▶ _Requirement_:
Copy the lines below without any changes.

***** Data to process *****

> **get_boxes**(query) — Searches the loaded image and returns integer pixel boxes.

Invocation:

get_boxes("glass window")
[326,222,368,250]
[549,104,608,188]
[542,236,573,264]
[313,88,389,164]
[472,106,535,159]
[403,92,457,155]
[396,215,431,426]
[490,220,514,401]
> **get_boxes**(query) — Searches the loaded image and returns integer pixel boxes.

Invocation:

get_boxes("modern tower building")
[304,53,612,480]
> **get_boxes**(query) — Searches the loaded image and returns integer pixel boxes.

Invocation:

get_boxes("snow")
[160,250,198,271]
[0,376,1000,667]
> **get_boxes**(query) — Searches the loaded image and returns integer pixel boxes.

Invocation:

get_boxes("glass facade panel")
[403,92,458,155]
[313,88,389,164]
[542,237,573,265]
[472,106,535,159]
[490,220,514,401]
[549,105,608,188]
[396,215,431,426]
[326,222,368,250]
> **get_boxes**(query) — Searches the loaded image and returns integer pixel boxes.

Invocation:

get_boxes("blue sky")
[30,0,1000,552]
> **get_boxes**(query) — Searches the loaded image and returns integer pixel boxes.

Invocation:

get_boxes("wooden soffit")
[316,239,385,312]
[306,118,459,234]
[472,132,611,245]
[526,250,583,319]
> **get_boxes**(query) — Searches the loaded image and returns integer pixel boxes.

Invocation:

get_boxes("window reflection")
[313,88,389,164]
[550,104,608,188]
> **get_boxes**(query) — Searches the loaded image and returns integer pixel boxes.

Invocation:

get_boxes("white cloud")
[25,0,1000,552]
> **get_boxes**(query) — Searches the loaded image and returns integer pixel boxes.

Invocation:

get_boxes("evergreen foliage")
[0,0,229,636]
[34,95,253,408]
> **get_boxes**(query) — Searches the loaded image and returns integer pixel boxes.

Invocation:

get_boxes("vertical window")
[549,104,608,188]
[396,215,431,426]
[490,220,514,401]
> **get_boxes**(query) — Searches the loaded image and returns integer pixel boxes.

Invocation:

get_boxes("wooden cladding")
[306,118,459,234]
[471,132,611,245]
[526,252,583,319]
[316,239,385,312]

*****

▶ _Finished exercise_:
> **get_boxes**(query) — Searches the loaded image and returns integer pixel boxes.

Invocation:

get_boxes("glass window")
[326,222,368,250]
[549,104,608,188]
[542,236,573,264]
[313,88,389,164]
[472,106,535,159]
[403,92,457,155]
[396,215,431,426]
[490,220,514,401]
> **get_boxes**(query) — Searches the loaded image and returns integer pixel boxes.

Invocation:

get_boxes("modern tower building")
[304,53,612,480]
> **get_boxes**(query) — Searches the loaded image and returns integer pixel boxes.

Invocation:

get_boxes("snow")
[160,250,198,271]
[0,376,1000,667]
> **get_boxes**(query) — Searches the loaded image and returns integer pixel boxes.

Invocation:

get_boxes("glass facade panel")
[403,92,458,155]
[313,88,389,164]
[542,237,573,265]
[472,106,535,159]
[490,220,514,401]
[549,105,608,188]
[396,215,431,426]
[326,222,368,250]
> **get_boxes**(query) — Searches the loaded image and returns integer pixel boxes.

Invocation:

get_boxes("blue sky")
[30,0,1000,552]
> **get_boxes**(query) — Searches the loaded image and returns integer pixel boxes.

Invocation:

get_boxes("wooden soffit")
[316,239,385,312]
[306,118,459,234]
[472,132,611,245]
[526,250,583,319]
> **get_boxes**(query) — Searches the loaded image and returns integer pixel boxes.

Invocation:

get_boxes("window reflection")
[313,88,389,164]
[550,104,608,188]
> **get_boxes**(query) — Searches the loaded image and returns integer pixel boxes.

Invocation:

get_boxes("white cloud")
[25,0,1000,552]
> **get_boxes**(query) — Searches the loaded image and returns integer pixel boxes.

Invocation:

get_boxes("evergreen foliage")
[0,0,229,636]
[34,95,253,408]
> **get_boxes**(query) — Searches the loaded image and returns integer pixel boxes.

Invocation:

get_boxes("vertical window")
[549,104,608,188]
[396,215,431,426]
[490,220,514,401]
> **get_boxes**(query) — Searches the loaded image and returns integer pixel boxes.

Invocation:

get_boxes("wooden cladding")
[306,118,459,234]
[471,132,611,245]
[526,252,583,319]
[316,239,385,312]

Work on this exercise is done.